» DESCRIPTION OF THE TASK
Each line of the data holding "flag" should be found and copied.

Start of DATA FOR THE TASK

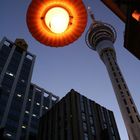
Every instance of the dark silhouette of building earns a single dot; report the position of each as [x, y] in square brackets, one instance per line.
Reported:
[21, 102]
[76, 117]
[129, 12]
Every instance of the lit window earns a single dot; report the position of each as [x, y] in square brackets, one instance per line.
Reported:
[46, 107]
[27, 112]
[34, 115]
[85, 136]
[85, 126]
[136, 15]
[9, 135]
[23, 126]
[19, 95]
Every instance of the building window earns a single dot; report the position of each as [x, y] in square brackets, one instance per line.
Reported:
[114, 138]
[92, 130]
[128, 93]
[114, 74]
[8, 134]
[128, 110]
[112, 130]
[125, 85]
[91, 120]
[83, 116]
[124, 101]
[122, 80]
[120, 74]
[85, 136]
[138, 118]
[131, 119]
[131, 101]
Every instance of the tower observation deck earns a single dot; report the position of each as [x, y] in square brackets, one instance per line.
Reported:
[100, 37]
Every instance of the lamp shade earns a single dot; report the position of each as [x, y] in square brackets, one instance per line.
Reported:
[42, 29]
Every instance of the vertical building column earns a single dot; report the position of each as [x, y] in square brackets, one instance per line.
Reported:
[50, 100]
[4, 119]
[7, 63]
[2, 42]
[25, 101]
[41, 103]
[30, 113]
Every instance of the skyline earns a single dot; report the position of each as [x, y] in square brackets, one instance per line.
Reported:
[75, 66]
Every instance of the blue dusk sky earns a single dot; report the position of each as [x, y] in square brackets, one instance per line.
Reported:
[75, 66]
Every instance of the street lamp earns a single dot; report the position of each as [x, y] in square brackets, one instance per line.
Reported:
[56, 23]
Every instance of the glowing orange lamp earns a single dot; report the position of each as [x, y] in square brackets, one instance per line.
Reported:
[56, 23]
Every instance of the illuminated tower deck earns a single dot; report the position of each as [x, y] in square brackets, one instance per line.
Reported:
[100, 38]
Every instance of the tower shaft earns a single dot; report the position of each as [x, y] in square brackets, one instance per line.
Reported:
[127, 106]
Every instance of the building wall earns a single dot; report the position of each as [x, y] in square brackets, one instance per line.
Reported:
[75, 117]
[21, 103]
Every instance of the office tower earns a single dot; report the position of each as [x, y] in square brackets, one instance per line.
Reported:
[129, 12]
[21, 103]
[100, 38]
[76, 117]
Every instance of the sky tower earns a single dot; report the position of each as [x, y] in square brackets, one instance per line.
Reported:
[100, 37]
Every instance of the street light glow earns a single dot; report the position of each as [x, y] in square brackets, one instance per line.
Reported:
[57, 19]
[56, 23]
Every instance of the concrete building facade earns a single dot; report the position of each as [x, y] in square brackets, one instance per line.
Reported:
[76, 117]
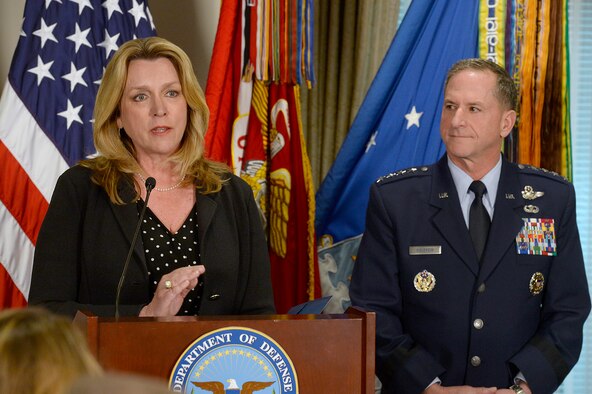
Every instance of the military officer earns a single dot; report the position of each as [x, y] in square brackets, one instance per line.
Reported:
[473, 295]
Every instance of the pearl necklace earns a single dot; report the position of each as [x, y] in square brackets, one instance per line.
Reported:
[165, 189]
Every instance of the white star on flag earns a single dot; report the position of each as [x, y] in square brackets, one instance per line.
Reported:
[75, 76]
[42, 132]
[138, 12]
[82, 4]
[109, 43]
[42, 70]
[372, 141]
[413, 118]
[45, 33]
[71, 114]
[112, 6]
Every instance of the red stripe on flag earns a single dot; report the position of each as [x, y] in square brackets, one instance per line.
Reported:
[10, 296]
[20, 195]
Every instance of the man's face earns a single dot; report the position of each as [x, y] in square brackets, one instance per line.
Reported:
[474, 122]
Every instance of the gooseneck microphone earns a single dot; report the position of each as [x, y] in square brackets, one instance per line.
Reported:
[150, 184]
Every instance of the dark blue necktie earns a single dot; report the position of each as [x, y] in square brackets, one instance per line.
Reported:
[479, 220]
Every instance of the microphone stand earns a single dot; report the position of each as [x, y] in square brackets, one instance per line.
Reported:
[149, 184]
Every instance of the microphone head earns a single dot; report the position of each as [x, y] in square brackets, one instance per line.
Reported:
[150, 184]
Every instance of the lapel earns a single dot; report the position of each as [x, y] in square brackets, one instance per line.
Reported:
[206, 206]
[448, 219]
[507, 218]
[126, 216]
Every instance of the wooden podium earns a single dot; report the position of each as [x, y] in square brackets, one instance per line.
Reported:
[330, 353]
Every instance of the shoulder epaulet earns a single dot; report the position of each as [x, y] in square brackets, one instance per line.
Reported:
[423, 170]
[542, 171]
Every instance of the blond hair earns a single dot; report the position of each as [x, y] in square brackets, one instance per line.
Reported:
[41, 353]
[116, 153]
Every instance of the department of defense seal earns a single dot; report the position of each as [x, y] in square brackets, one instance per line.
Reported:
[234, 360]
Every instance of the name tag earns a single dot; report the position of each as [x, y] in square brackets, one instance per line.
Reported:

End of DATA FOR THE TASK

» ANSWER TO THIS TASK
Every instance of the white star on flag earns a single dot; report the position of each as [x, y] in square brackets, one instance per line.
Every instance of the red stripe on flag earns a single dot; report the position of each as [x, y] in square brackets, one instance per line.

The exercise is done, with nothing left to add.